Task input:

....

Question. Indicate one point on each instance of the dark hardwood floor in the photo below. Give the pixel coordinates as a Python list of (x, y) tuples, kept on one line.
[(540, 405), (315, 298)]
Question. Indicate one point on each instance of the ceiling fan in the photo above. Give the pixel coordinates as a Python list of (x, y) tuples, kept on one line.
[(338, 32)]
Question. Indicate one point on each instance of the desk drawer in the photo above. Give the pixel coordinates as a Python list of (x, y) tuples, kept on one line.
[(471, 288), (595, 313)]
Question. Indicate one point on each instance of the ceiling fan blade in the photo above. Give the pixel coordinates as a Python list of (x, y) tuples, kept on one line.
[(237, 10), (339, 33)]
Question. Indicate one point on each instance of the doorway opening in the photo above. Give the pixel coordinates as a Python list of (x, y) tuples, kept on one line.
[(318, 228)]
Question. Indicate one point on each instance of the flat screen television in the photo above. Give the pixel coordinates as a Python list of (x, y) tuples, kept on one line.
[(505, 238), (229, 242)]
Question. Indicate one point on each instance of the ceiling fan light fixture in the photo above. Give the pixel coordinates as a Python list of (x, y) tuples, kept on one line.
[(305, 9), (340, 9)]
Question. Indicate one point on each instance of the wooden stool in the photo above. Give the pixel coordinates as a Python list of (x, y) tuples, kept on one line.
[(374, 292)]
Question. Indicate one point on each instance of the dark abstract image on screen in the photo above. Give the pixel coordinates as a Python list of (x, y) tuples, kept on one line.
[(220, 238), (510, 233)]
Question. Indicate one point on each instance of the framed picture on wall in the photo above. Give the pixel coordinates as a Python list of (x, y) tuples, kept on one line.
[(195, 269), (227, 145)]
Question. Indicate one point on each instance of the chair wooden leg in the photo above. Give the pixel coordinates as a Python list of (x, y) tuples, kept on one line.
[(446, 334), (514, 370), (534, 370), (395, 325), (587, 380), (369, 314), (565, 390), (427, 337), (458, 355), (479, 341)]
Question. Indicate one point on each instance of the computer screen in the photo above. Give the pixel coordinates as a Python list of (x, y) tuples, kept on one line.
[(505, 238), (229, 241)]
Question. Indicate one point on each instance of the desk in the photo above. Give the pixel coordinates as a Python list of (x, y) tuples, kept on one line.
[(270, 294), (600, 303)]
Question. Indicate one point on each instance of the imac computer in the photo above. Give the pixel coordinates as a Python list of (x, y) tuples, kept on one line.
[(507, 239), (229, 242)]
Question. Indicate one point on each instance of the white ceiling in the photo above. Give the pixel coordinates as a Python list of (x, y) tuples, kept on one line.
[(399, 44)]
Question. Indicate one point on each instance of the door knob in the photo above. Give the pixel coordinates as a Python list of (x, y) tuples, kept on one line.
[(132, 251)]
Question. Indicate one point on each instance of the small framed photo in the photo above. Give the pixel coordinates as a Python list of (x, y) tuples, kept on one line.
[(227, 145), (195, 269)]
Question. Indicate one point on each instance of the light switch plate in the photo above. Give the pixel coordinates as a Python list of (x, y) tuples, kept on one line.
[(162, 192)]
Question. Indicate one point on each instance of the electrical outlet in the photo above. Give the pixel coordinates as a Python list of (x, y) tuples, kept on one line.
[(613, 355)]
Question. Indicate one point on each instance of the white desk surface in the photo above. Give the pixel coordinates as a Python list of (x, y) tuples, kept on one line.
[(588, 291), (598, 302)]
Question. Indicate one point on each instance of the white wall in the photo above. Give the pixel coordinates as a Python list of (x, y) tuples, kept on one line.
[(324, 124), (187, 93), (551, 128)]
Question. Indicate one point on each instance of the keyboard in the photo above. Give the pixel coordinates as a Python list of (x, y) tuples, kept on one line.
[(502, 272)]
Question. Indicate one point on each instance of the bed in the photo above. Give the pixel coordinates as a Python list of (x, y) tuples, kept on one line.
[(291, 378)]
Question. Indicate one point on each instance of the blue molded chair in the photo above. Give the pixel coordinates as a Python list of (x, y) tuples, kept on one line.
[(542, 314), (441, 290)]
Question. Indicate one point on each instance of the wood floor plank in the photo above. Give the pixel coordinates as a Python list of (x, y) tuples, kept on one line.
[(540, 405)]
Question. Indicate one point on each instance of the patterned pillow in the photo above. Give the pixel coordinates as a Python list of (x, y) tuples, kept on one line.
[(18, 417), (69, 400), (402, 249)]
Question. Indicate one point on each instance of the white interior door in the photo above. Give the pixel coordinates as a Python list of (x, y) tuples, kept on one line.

....

Work to complete:
Return the material in full, restating each entry word for word.

Solved exercise:
Question. Indicate one point on each instance of the dark hardwood floor in the photo below. Give the pixel coordinates as a Python list of (x, y) tuples, kept on one line.
[(540, 405), (315, 298)]
Question. Indicate one point on each instance of the ceiling fan in the photo above. Give the pixel coordinates as a Python list of (x, y) tuples, kept on one line.
[(338, 32)]
Question. Indicate one point on each instance of the desk drawer in the photo above. Give the pixel coordinates as a Python list of (x, y) tuples, kept on one line.
[(471, 288), (595, 313)]
Question. Indicate one point on each instance of the ceiling fan blade in the photo above. Give the pixel coordinates as a Python list of (x, y) tuples, kept on one line.
[(237, 10), (339, 33)]
Question. Indicate one point on each instance of the doorway opening in the photo above. Give the pixel coordinates as a Python list of (x, y) tuples, kept on one line.
[(318, 228)]
Question. Indicate one point on each instance of the flat screen television in the photo above. Give the pixel coordinates as a Python list of (x, y) tuples, kept on one line.
[(505, 238), (229, 242)]
Question. Indicate one point on each instance of the ceiling fan light fixture in the photo above. Give the pixel coordinates as a Python list of (x, y) tuples, kept on one line.
[(305, 9), (340, 9)]
Question. Indicate one point on each instance of the wooden stool in the photo above. Give the pixel coordinates as a Python list of (x, y) tuples, kept on one line.
[(374, 292)]
Question. Indicate one point on each instance of the dark abstract image on screen in the photo above. Give the pixel coordinates as a Python list of (x, y) tuples, kept on one line.
[(220, 238), (510, 233)]
Question. Indicate one point on each instance of the framed picture on wall in the photo above. Give the pixel coordinates as a Python list of (x, y) tuples, kept on one line.
[(195, 269), (227, 145)]
Question. Indicate one point on each instance of the chair wooden leg in the photo above. Give the pixel coordinates as a Python list of (x, y) tuples, kept on one line.
[(446, 334), (514, 370), (534, 370), (395, 325), (587, 380), (369, 314), (565, 390), (427, 337), (458, 355), (479, 341)]
Question. Indicate one point on each instance of the computer screen in the photo above. Give the pixel coordinates as a Python list of (x, y) tuples, kept on one line.
[(505, 238), (229, 241)]
Question. Indicate one point on each instance of the desk in the photo above. Give the pixel coordinates as a Python list of (x, y) tuples, kept on one line.
[(270, 294), (600, 303)]
Question. Indicate one point on each instance of the imac computer in the photo above. Give the pixel coordinates as a Python list of (x, y) tuples, kept on one line.
[(507, 239), (229, 242)]
Question. Indicate one point on each instance of the white ceiling in the photo above. Give the pixel coordinates as a Python list of (x, y) tuples, kept on one line.
[(399, 44)]
Question. Indicate one point on each instance of the door knob in the photo above. Give the pixel coordinates as a Python list of (x, y) tuples, kept on one line.
[(132, 251)]
Question. Indicate one point on each instance of the small framed photo in the photo above. Give the pixel coordinates as a Python list of (x, y) tuples, kept on one line.
[(227, 145), (195, 269)]
Question. Indicate one point on each instance of the light switch plate in the photo above. Give the pixel coordinates as a Python list of (x, y) tuples, kept on one line.
[(162, 192)]
Question. Indicate one point on each instance of the electrical outlet in the photo above. Give the pixel coordinates as a Python list of (x, y) tuples, kept on one line.
[(613, 355)]
Question. Indicate one point on each instance of the white desk surface in the photo above. Give the pixel coordinates as a Python list of (x, y) tuples, kept on one line.
[(588, 291), (598, 302)]
Question. Indicate one point on each instance of the white wall in the photo above. Give the pixel coordinates as a Python list of (x, y) tuples, kept on one line.
[(324, 124), (187, 93), (551, 128)]
Question. Indicate one point on each instance of the keyboard in the photo above. Give the pixel coordinates as a Python list of (x, y) tuples, kept on one line.
[(502, 272)]
Question. Indicate one point on each instance of the bed in the photo above. Give the pixel coordinates as a Python list of (x, y) tuples, kept on one line.
[(291, 378)]
Question. Indicate one point on each instance of the blue molded chair in the photo above. Give the pixel coordinates as a Python list of (x, y) tuples, kept on one line.
[(542, 314), (441, 290)]
Question. Indicate one point on each instance of the wood floor plank in the photo above. Give the pixel coordinates as a Python list of (x, y) tuples, kept on one line.
[(540, 405)]
Question. Indicate one point on each instance of the patterned pillow in the photo above. Give the pixel coordinates as a Python list of (x, y) tuples, kept on one line.
[(18, 417), (69, 400), (402, 249)]
Question. Indicate one point on each instance of the white interior door in the photo above. Give the pixel coordinates as a Python list of (x, y) tuples, kept on one line.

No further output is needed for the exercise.